>> Start Extract

These thoughts connect with the South African word ‘Ubuntu’, which essentially means ‘I am because you are’, and the phrase ‘I-Thou’ explored by the philosopher Martin Buber, who wrote about ‘the I-Thou relationship, where our human relationships can only be truly authentic when we open ourselves fully to the other and encounter them as whole and unique persons.’ St Anthony the Great spoke about dependency being at the heart of community and our belonging to one another when he said that ‘Our life and our death is with our neighbour’[iv] and, as a result Rowan Williams states that ‘only in the relations we have with one another can the love and mercy of God appear and become effective.’[v]

On the Negative Way, the pre-eminent metaphor for knowing ourselves may be that of silence. In silence, we hear the working of our own minds, we hear our self-justification and unmask our need to defend our territory, establish our position, and defend our ego. As Rowan Williams states, ‘Our words help to strengthen the illusions with which we surround, protect and comfort ourselves; without silence, we shan’t get any closer to knowing who we are before God.’ Our ‘sense of the authentically human, depends and can only depend on the quality of our silence – the need to let go of words in certain ways, that willingness to occupy a space before God which is not a defended territory, defended against God or against anyone else. And because we occupy a space that isn’t a defended territory, it is space both for God and for each other. We are moving beyond our fascination, our hypnosis by the ideas of choice and individuality as conceived in the modern world, moving towards the possibility of a human life characterised by consistent instinctive responsiveness to the truth, acquiring an instinctive taste for truth. A taste for truth, that’s to say an appetite for what is real, so strong that it allows us constantly to keep ourselves in question, under scrutiny, not in an obsessional way but just going on asking, ‘Who is being served here? The ego or the truth?’[vi]

Which boat are we sitting in? In which would we wish to sit? Are our personalities fundamentally compatible with sharing silence or honey cakes? Have we found ways to combine the affirmative and the negative ways or to move between the two at different times and seasons of our lives?

>> End Extract
>> Start Data shown

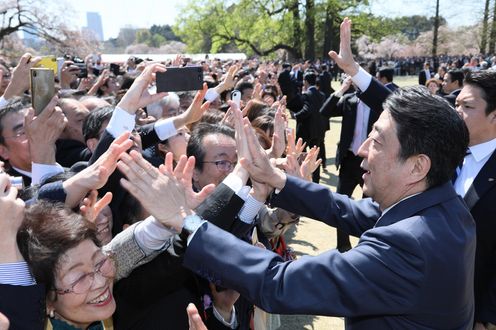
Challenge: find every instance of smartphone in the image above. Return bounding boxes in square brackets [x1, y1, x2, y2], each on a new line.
[34, 55, 58, 74]
[156, 66, 203, 93]
[110, 63, 121, 77]
[231, 89, 241, 109]
[55, 57, 65, 81]
[30, 68, 55, 115]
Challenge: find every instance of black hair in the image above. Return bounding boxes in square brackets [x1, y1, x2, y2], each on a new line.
[378, 68, 394, 82]
[384, 86, 469, 187]
[83, 106, 114, 141]
[464, 70, 496, 115]
[186, 123, 234, 171]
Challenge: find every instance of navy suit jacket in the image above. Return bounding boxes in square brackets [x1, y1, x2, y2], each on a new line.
[184, 177, 475, 330]
[360, 79, 496, 324]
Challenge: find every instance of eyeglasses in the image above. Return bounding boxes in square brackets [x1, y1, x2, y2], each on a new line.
[53, 255, 116, 294]
[3, 127, 26, 139]
[202, 160, 237, 172]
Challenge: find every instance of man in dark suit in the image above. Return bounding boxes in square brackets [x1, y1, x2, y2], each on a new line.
[120, 19, 475, 329]
[56, 98, 91, 167]
[277, 63, 301, 112]
[294, 71, 327, 182]
[419, 62, 434, 86]
[377, 68, 399, 92]
[124, 73, 475, 329]
[454, 71, 496, 327]
[442, 70, 464, 106]
[340, 51, 496, 329]
[320, 78, 380, 252]
[0, 97, 66, 187]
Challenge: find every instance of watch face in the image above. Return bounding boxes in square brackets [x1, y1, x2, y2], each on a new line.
[184, 214, 203, 232]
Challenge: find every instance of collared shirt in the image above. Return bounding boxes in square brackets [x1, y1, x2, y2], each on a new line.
[455, 138, 496, 197]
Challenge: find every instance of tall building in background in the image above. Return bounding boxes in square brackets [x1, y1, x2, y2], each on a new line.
[86, 11, 103, 41]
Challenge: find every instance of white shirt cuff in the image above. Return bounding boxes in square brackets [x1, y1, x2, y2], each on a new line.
[134, 216, 174, 255]
[205, 88, 220, 102]
[0, 95, 9, 108]
[31, 163, 64, 186]
[239, 195, 264, 224]
[212, 305, 238, 329]
[107, 107, 136, 138]
[351, 67, 372, 92]
[222, 173, 243, 193]
[153, 117, 177, 141]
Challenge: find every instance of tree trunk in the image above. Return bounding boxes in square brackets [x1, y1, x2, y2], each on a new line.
[305, 0, 315, 61]
[480, 0, 490, 54]
[291, 0, 302, 58]
[488, 1, 496, 54]
[432, 0, 439, 57]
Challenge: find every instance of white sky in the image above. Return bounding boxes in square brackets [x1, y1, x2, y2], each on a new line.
[64, 0, 484, 39]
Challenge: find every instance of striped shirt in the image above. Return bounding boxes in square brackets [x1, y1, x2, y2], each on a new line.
[0, 261, 36, 286]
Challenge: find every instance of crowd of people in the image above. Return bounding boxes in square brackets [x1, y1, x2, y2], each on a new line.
[0, 19, 496, 330]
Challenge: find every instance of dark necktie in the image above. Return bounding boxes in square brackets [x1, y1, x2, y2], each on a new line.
[451, 149, 471, 184]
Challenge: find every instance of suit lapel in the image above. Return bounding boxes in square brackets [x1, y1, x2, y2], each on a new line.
[463, 150, 496, 210]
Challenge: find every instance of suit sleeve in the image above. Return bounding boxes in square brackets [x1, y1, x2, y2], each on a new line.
[319, 93, 343, 118]
[294, 94, 312, 120]
[271, 176, 381, 237]
[184, 223, 425, 317]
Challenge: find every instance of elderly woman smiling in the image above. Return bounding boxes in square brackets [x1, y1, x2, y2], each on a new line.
[18, 202, 174, 330]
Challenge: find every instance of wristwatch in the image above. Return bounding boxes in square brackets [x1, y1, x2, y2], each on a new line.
[181, 214, 205, 236]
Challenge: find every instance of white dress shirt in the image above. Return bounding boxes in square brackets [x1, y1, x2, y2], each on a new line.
[455, 139, 496, 197]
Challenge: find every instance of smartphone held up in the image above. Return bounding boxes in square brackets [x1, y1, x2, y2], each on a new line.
[156, 66, 203, 93]
[30, 68, 55, 115]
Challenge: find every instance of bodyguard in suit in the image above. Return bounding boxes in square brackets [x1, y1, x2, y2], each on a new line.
[454, 71, 496, 326]
[356, 64, 496, 328]
[294, 71, 326, 182]
[122, 76, 475, 329]
[442, 70, 464, 106]
[320, 78, 382, 252]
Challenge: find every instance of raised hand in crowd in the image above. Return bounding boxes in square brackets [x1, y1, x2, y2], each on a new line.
[214, 64, 240, 94]
[329, 17, 360, 76]
[239, 118, 286, 189]
[174, 83, 210, 127]
[79, 189, 112, 223]
[88, 69, 110, 95]
[3, 53, 41, 100]
[253, 79, 263, 101]
[300, 146, 322, 181]
[0, 168, 24, 263]
[62, 132, 133, 208]
[117, 63, 167, 115]
[24, 96, 67, 164]
[117, 150, 214, 232]
[286, 129, 307, 159]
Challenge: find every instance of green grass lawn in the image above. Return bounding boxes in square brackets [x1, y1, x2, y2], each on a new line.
[331, 76, 418, 90]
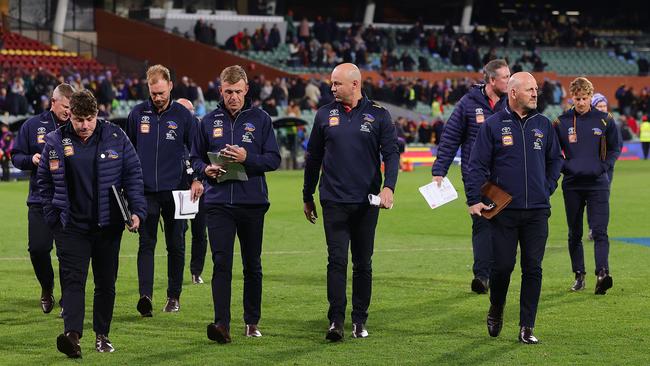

>> End Data shown

● Requirement 1
According to the extract, what does the South African word "Ubuntu" essentially mean?
● Requirement 2
Reproduce the part of the extract starting at "Which boat are" and ending at "of our lives?".
● Requirement 3
Name every person whose words the extract quotes.

● Worked answer 1
'I am because you are'

● Worked answer 2
Which boat are we sitting in? In which would we wish to sit? Are our personalities fundamentally compatible with sharing silence or honey cakes? Have we found ways to combine the affirmative and the negative ways or to move between the two at different times and seasons of our lives?

● Worked answer 3
Martin Buber, St Anthony the Great, Rowan Williams